TASK GOAL | Repeat each line exactly, leaving nothing out.

+++

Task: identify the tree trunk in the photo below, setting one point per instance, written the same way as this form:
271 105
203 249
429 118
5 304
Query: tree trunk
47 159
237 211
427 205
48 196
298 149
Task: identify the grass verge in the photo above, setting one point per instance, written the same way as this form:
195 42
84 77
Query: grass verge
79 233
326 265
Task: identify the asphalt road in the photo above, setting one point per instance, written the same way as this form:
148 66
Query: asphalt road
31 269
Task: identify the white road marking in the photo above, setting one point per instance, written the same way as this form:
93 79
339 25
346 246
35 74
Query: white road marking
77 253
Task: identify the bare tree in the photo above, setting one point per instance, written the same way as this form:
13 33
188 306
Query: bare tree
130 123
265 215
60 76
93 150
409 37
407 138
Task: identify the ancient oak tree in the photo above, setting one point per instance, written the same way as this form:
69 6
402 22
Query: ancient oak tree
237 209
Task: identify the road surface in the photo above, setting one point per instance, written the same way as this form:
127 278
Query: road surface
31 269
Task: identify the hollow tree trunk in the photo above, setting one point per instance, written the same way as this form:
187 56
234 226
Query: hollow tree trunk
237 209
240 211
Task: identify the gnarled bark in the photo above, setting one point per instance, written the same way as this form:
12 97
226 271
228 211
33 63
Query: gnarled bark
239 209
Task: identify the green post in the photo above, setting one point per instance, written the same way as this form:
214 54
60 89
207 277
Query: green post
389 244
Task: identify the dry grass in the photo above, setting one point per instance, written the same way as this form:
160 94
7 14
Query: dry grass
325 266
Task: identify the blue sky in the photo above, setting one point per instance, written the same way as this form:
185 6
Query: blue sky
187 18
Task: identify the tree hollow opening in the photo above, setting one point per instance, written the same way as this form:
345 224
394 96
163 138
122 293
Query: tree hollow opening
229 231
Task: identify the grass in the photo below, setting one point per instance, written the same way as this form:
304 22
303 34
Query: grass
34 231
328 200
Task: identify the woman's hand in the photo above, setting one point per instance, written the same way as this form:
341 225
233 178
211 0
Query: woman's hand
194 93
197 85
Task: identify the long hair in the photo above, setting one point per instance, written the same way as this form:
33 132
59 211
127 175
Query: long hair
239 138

+++

RESPONSE FOR THIS EXERCISE |
Task: identify the tree trunk in the photo below, setting one point per instance, written the same way as this form:
271 105
203 249
429 118
5 304
Query: tree trunk
47 159
237 211
427 205
48 196
298 149
Task: identify the grass verge in the photo above, setting one point per instance, written the same way as this form:
195 42
84 77
Query: grass verge
79 233
326 265
Task: identify the asphalt road in the photo above, setting one point per instance, written the same way as this form:
148 66
Query: asphalt road
31 269
Task: identify the white road marking in the photo above, setting one point per instance, written the same way as this form:
93 79
339 25
346 246
35 74
Query: white road marking
77 253
Task: identify the bare tree in the photo above, setting one point per instance, written the same way as this form:
13 33
188 306
Query: bare tree
130 123
265 215
60 76
93 150
409 37
407 138
Task: identify the ancient oak tree in the photo above, setting one point per instance, written the same way as this form:
69 6
402 22
Query: ancient oak tree
237 209
Task: identify the road surface in the photo above, setting one point per instance, written the same way as this form:
127 278
Query: road surface
31 269
Task: identify the hollow tree trunk in the photo above, setting one point per instance, written the same way as this form:
187 56
234 226
Query: hollow tree trunk
237 209
240 211
Task: identify the gnarled bark in the photo above, setting one point per instance, written the same way as this form:
12 97
226 271
228 211
33 63
Query: gnarled bark
239 209
Task: identify the green post in the photo above, setting one point per instance, written the same way as this form:
214 54
60 89
207 277
Query: green post
389 244
Task: identify the dry grass in the photo above, setting one point per instance, written the same way as this form:
160 94
7 14
Query: dry grass
325 266
Task: identify the blue sky in the photo above, setting one point per instance, written the same way as this form:
185 6
Query: blue sky
187 18
Task: identify the tree hollow opening in the photo above, setting one point per instance, written the same way as this form:
345 224
394 96
163 138
122 293
Query: tree hollow opening
229 231
Task: identify the grass in the photo below, setting one point per instance, written the same way as this form:
304 22
303 34
Query: grass
34 231
328 200
Task: identify the woman's hand in the photo above, setting one point per instance, written the same way as this form:
341 225
233 178
211 0
Query: woman's hand
194 93
197 85
Task: identify the long hair in the photo above, setting one point per instance, written the same way as this form:
33 132
59 211
127 175
Query: long hair
239 138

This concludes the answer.